## Task description
Print the whole listing exactly.

## Point labeling examples
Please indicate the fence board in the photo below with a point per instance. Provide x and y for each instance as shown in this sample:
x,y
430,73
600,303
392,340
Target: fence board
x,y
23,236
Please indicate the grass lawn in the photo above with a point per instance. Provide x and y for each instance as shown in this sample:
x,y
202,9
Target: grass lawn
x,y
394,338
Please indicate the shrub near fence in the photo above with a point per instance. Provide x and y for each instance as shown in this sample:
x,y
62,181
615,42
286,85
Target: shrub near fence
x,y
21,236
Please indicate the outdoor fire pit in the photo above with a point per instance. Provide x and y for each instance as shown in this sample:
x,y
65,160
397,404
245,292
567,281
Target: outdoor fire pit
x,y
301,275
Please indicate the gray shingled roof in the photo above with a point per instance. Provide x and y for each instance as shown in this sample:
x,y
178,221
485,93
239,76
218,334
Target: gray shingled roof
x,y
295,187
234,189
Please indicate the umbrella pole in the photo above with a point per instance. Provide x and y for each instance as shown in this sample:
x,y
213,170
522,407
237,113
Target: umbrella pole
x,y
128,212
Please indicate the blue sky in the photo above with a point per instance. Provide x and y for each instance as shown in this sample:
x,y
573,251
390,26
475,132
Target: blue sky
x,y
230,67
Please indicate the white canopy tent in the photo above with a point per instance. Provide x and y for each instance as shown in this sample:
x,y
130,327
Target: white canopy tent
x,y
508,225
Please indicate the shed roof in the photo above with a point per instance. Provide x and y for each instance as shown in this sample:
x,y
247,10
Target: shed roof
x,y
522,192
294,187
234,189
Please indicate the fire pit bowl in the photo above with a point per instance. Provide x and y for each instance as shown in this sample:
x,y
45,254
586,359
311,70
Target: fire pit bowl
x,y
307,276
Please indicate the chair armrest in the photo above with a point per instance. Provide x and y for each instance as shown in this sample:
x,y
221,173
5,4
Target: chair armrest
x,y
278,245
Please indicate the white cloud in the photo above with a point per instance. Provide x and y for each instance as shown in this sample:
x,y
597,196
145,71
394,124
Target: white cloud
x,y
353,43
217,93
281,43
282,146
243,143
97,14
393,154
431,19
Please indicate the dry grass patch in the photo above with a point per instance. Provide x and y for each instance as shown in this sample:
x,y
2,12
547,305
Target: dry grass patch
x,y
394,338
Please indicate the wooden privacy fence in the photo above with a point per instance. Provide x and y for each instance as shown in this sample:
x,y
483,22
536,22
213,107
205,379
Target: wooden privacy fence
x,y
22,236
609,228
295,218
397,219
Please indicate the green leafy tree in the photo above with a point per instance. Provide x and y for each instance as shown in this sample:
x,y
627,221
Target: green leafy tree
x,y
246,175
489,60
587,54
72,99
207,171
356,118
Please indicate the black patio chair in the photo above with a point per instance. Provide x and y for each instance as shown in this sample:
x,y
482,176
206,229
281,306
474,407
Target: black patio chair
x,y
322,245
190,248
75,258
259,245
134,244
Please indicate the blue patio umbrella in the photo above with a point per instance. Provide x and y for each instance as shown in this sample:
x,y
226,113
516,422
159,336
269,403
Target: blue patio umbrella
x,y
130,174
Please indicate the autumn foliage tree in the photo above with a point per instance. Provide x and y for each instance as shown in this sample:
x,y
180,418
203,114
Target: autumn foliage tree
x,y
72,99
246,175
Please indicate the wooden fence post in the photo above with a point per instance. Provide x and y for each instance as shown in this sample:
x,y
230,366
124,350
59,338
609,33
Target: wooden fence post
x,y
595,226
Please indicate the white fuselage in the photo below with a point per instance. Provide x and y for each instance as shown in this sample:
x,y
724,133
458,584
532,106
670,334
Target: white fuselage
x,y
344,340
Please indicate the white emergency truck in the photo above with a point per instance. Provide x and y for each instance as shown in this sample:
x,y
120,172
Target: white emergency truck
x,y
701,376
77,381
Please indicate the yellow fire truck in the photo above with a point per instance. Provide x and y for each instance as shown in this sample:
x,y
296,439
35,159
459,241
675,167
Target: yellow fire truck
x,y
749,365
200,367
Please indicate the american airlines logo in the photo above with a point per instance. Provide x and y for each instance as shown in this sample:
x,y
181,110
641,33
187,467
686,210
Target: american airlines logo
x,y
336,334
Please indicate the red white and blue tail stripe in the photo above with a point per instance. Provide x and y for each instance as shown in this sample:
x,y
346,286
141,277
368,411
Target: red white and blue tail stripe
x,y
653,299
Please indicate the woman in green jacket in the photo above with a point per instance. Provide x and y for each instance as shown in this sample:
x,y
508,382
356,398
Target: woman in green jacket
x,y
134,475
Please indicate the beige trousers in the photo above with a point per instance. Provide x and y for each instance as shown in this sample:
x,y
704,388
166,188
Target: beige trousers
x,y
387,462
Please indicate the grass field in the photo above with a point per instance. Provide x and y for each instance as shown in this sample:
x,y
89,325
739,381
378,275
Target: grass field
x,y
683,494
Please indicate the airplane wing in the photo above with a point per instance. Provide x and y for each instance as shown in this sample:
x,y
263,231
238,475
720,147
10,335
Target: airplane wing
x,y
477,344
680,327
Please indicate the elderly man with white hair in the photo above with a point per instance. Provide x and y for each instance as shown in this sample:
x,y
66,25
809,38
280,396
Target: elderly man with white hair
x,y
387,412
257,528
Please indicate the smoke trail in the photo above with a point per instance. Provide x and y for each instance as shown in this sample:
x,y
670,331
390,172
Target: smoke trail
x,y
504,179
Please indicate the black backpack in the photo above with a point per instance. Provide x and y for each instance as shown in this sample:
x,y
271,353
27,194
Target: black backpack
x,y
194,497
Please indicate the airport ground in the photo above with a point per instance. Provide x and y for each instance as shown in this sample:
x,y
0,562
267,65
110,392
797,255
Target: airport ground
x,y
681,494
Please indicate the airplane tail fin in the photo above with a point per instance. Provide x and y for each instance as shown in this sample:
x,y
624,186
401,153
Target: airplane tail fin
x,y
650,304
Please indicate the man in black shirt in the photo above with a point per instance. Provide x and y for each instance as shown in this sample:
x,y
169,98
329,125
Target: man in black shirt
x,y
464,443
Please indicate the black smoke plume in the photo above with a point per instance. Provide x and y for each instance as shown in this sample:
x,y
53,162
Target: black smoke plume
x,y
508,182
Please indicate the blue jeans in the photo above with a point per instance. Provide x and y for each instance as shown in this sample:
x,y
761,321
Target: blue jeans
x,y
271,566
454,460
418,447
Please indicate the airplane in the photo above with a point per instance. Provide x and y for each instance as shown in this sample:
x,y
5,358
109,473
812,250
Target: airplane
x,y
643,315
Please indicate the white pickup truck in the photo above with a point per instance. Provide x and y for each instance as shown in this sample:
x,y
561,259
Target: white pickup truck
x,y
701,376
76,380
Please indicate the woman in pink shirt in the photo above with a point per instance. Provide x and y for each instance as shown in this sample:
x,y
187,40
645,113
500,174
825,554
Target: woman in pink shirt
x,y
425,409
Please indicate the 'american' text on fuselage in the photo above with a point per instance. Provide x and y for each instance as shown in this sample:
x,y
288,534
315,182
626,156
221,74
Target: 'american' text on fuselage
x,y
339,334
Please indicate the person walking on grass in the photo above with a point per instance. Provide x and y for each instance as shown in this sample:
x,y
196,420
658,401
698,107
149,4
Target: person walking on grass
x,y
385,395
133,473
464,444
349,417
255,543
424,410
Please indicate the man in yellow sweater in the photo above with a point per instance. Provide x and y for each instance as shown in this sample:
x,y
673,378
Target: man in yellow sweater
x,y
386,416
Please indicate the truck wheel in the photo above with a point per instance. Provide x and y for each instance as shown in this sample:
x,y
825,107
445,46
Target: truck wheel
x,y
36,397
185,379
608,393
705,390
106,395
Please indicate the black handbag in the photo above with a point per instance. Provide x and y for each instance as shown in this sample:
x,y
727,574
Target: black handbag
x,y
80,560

## Exercise output
Please indicate the fence board in the photo below with a point per instance. Provide x and y for each instance as shown in this sample:
x,y
430,73
600,303
392,340
Target: fence board
x,y
23,236
Please indicate the grass lawn in the photo above with a point per instance. Provide x and y for each instance as shown in this sample:
x,y
202,9
Target: grass lawn
x,y
394,338
Please indicate the shrub near fence in the photo above with a point per instance. Provide x and y for each instance as shown in this sample:
x,y
62,181
615,42
286,85
Target: shrub near fence
x,y
21,236
Please indicate the outdoor fire pit in the photo above with a point per instance. Provide x and y for each instance as shown in this sample:
x,y
65,160
397,404
245,292
567,281
Target: outdoor fire pit
x,y
301,275
Please indicate the gray shingled roof in the photo above with a point per instance. Provide x and y for each instance as shown in this sample:
x,y
178,221
485,93
239,76
218,334
Target: gray shingled roof
x,y
295,187
234,189
Please indicate the umbrella pole in the photo above with a point per instance. Provide x and y for each instance as shown in this sample:
x,y
213,170
522,407
237,113
Target: umbrella pole
x,y
128,212
Please indicate the blue sky in the photo above with a point per instance. Provide x and y for each instance as shown in this sample:
x,y
573,251
390,26
475,132
Target: blue sky
x,y
230,67
Please indicate the white canopy tent in the photo above with a point per instance. Provide x and y for each instance as shown in this sample:
x,y
130,327
Target: white canopy tent
x,y
508,225
Please indicate the shed roof in the photo above with a point per instance. Provide x and y for each instance as shown in this sample:
x,y
247,10
Target: shed roof
x,y
522,192
294,187
234,189
Please indicate the fire pit bowl in the photo above with a point per instance. Provide x and y for each instance as shown in this sample:
x,y
45,254
586,359
311,70
Target: fire pit bowl
x,y
307,276
Please indicate the chair armrest in the photo above with a point per instance. Provide x and y for each instance as shown in this sample:
x,y
221,173
5,4
Target: chair armrest
x,y
278,245
Please indicate the white cloud in the photo above with a point per instance. Provide x and y for each instance as shown in this sample:
x,y
597,196
145,71
394,124
Target: white cloud
x,y
353,43
217,93
281,43
282,146
243,143
97,14
393,154
431,19
Please indicate the dry grass patch in the photo above with a point per instance. Provide x and y for each instance as shown in this sample:
x,y
2,12
547,305
Target: dry grass patch
x,y
394,338
Please indicate the wooden privacy fence in the photo above with a point per instance. Provide x and y for each instance as shown in this sample:
x,y
483,22
536,22
213,107
205,379
Target: wooden privacy fence
x,y
22,236
609,228
295,218
397,219
Please indicate the green leafy tree in the photo above with a point per instance. Provide x and y for each instance as shown in this sample:
x,y
627,221
Target: green leafy tree
x,y
246,175
489,60
587,54
72,99
207,171
356,118
Please indicate the black patio chair in the photo above with a point per instance. Provide x and y for each instance as shown in this sample:
x,y
482,176
206,229
281,306
474,407
Target: black patio chair
x,y
322,245
190,248
75,258
259,245
134,244
Please indicate the blue patio umbrella in the photo above with a point per instance. Provide x and y for each instance as shown in this sample:
x,y
226,113
516,422
159,336
269,403
Target: blue patio umbrella
x,y
130,174
Please indicate the autumn foliage tree in the photo above with a point per instance. Provide x and y for each instance as shown in this sample:
x,y
180,418
203,114
Target: autumn foliage tree
x,y
72,99
246,175
Please indicate the wooden fence post in the photo above with a point per instance. Provide x and y for each instance as shown in this sample:
x,y
230,366
124,350
59,338
609,33
Target: wooden fence post
x,y
595,226
Please indicate the white fuselage in the photo below with a point per instance. Provide x and y for each instance as shown in this sample:
x,y
724,133
458,584
532,106
670,334
Target: white fuselage
x,y
344,340
Please indicate the white emergency truck in the photo above with a point per instance. Provide x and y for each instance as shown in this sample:
x,y
120,172
Target: white emergency truck
x,y
701,376
77,381
Please indicate the yellow fire truck in the photo above with a point per instance. Provide x and y for each instance as shown in this sample:
x,y
296,439
35,159
459,241
675,167
Target: yellow fire truck
x,y
749,365
200,367
Please indicate the american airlines logo in the photo above with a point per instance. Provide x and y for each instance as shown in this sample:
x,y
181,110
641,33
187,467
686,210
Target: american airlines logo
x,y
336,334
Please indicate the red white and blue tail stripe in the photo above with a point per instance. Provide x and y for each instance as shown in this sample:
x,y
346,286
141,277
368,411
Target: red white and blue tail stripe
x,y
653,299
Please indicate the woman in green jacket in the photo above with a point per instance. Provide x and y for each instance as shown in this sample:
x,y
508,382
356,398
Target: woman in green jacket
x,y
134,475
Please indicate the beige trousers in the photo above with a point per instance. Provide x and y for each instance as shown in this sample:
x,y
704,388
166,188
Target: beige trousers
x,y
387,462
Please indicate the grass field in the photo above with a point per instance. Provide x and y for each instance as shown in this sample:
x,y
89,325
739,381
378,275
Target: grass field
x,y
683,494
Please indicate the airplane wing in the photo above with a point per instance. Provide x and y for each instance as shown in this sample:
x,y
263,231
238,475
720,147
10,335
Target: airplane wing
x,y
477,344
680,327
Please indicate the elderly man with white hair in the photo above with a point per instance. Provide x and y for each instance as shown in this sample:
x,y
66,25
809,38
280,396
Target: elderly man with white hair
x,y
387,412
257,528
Please indicate the smoke trail in the photo above with a point per instance. Provide x and y for each instance as shown in this sample:
x,y
670,331
390,172
Target: smoke trail
x,y
504,179
Please indicate the black backpack in the photo above with a point per instance. Provide x and y for each instance as shown in this sample:
x,y
271,353
27,194
Target: black backpack
x,y
194,497
Please indicate the airport ground in the photo above with a point per instance. Provide x and y for each instance as shown in this sample:
x,y
0,562
267,65
110,392
797,255
Target: airport ground
x,y
681,494
Please indicate the airplane tail fin in the photo above with a point per instance. Provide x and y for each instance as shown in this sample:
x,y
624,186
401,153
Target: airplane tail fin
x,y
650,304
Please indicate the man in black shirt in the photo above with a point per instance. Provide x and y for each instance as shown in this sample:
x,y
169,98
329,125
Target: man in black shirt
x,y
464,443
Please indicate the black smoke plume in the photo above with a point per instance. Provide x and y for each instance as shown in this sample:
x,y
53,162
Target: black smoke plume
x,y
508,182
Please indicate the blue jeans in the photo above with a point per instance. Provide x and y for each instance as shown in this sample:
x,y
761,321
Target: blue jeans
x,y
271,566
454,460
418,447
Please indicate the airplane in the photo above with a point per instance. Provide x and y for each instance as shown in this sample:
x,y
5,358
109,473
812,250
Target: airplane
x,y
643,315
Please indicate the white pickup truck in the photo above with a point per instance. Provide x and y for each instance as shown in this sample:
x,y
561,259
Target: white pickup truck
x,y
701,376
76,380
Please indicate the woman in pink shirt in the photo above with a point per instance. Provide x and y for each instance as shown in this sample:
x,y
187,40
645,113
500,174
825,554
Target: woman in pink shirt
x,y
425,409
Please indicate the 'american' text on fuselage in the photo above with a point per instance. Provide x and y for each instance as shown in this sample:
x,y
288,534
315,182
626,156
221,74
Target: 'american' text on fuselage
x,y
339,334
Please indicate the person walking on grass in the photo above with a point per instance. Provide x and y for each instance as shown in this sample:
x,y
196,420
658,401
698,107
149,4
Target: person walking on grass
x,y
385,395
133,473
464,444
349,417
255,543
424,410
Please indicate the man in yellow sweater in the photo above with a point per instance. Provide x and y for each instance as shown in this sample:
x,y
673,378
Target: man in yellow sweater
x,y
386,416
Please indicate the truck wheel in the photo above with a point per instance. Provide x and y for each instance as shown in this sample:
x,y
825,107
445,46
Target: truck wheel
x,y
36,397
185,379
608,393
705,390
106,395
Please indicate the black handbag in the photo above with a point per instance. Provide x and y for each instance as shown in this sample:
x,y
727,574
Target: black handbag
x,y
80,560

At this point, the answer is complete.